• Extract:
--------------------
This class is used to initialize the Xerces library. Namely
to call static method XMLPlatformUtils::Initialize(). It should
be called just once, at previously to any other usage of the Xerces
library. This behaviour is assured by a quite complicated design
based on the use of an inner singleton class named 'XercesConnector'.
The point is to be the first initialized class even within the set of all
(global) static variables. For better understanding, find instances of
this class and look at their context.
*/
class AssertXercesIsAlive
{
private:
        //! Singleton class implementing the key property of the 'AssertXercesIsAlive' class 
        class XercesConnector
        {
        private:
                //! Default constructor, which is intentionally declared as private and called only from static
                //! method 'StayAlive()'. Therfore, it is called only once in the run of a application!
                XercesConnector()
                {
                        // initialize the XML library
                        XMLPlatformUtils::Initialize();
                }

                ~XercesConnector()
                {
                        // terminate the XML library
                        XMLPlatformUtils::Terminate();
                }

        public:
                //! This method just touches the only instance of the XercesConnector class
                //! which is declared as a static local variable.
                //!
                //! This way we know that Xerces was initialized properly when returning from StayAlive().
                //! And what is more, the local nature of the inner variable prevents us before multiple 
                //! initializations.
                static void StayAlive()
                {
                        static XercesConnector xc;              
                };
        };


public:
        //!default constructor
        AssertXercesIsAlive()
        {
                XercesConnector::StayAlive();
        }
};

/*!
@brief Abstract class declaring general properties of a frame for data binding 
*/
class BindingFrame
{
private:
        //! This private attribute has to be declared as the first attribute in the class.
        //! Only this way we can be sure it's constructor is called as the first
        //! and thus Xerces is initialized properly and right on time
        AssertXercesIsAlive dummy;

protected:
        //!default constructor
        BindingFrame();

        //! function which transcodes Xerces' XMLCh-based strings into C++ strings
        string XMLCh2str( const XMLCh* const  XMLCh_str );

        string removeSpaces(const string &str) 
        {
                std::string temp;
                for (unsigned int i = 0; i < str.length(); i++)
--------------------
• Data segment:
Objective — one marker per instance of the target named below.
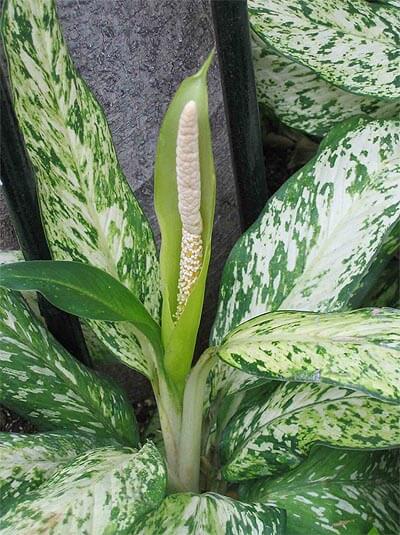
--------------------
• What to work on: Extend the C++ code on Xerces initialization, picking up from the point where it stops.

• Response:
                        if (str[i] == ' ') temp += '_';
                        else temp += str[i];
                return temp;
        }

public: 
        //! This method parse DOMElement, finds proper DOMNode and fills binded data accordingly
        virtual void AssemblyComponentsFromXML( DOMElement &element ) = 0;

        //! A method for releasing memory allocated within the 'AssemblyComponentsFromXML()' method
        virtual void ReleaseMemory() {}

        //! This method reads binded data, fill them into a new DOMNode, which then 
        //! appends to the passed DOMElement
        virtual bool DisassemblyComponentsToXML( DOMElement &element ) = 0;             
};

/*!
@brief Abstract class declaring general properties of a frame for data binding 
*/
class Attribute 
{               
private:
        //! This private attribute has to be declared as the first attribute in the class.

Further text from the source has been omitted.